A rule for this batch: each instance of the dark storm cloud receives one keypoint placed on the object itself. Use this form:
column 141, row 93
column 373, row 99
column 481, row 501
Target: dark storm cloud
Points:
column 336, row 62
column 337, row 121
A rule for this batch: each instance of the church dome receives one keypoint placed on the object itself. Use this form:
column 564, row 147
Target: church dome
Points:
☆ ☆ ☆ ☆ ☆
**WORK TO DO**. Restate every line of the data word for word.

**SOLUTION TO THE EXERCISE**.
A rule for this batch: each instance of the dark storm cloud receives one keypoint placed on the object itself. Use this form:
column 141, row 93
column 373, row 99
column 481, row 501
Target: dark storm cloud
Points:
column 336, row 62
column 337, row 121
A rule for this batch: each instance of the church dome receives one keypoint placed on the object itself. Use this form:
column 564, row 147
Target: church dome
Points:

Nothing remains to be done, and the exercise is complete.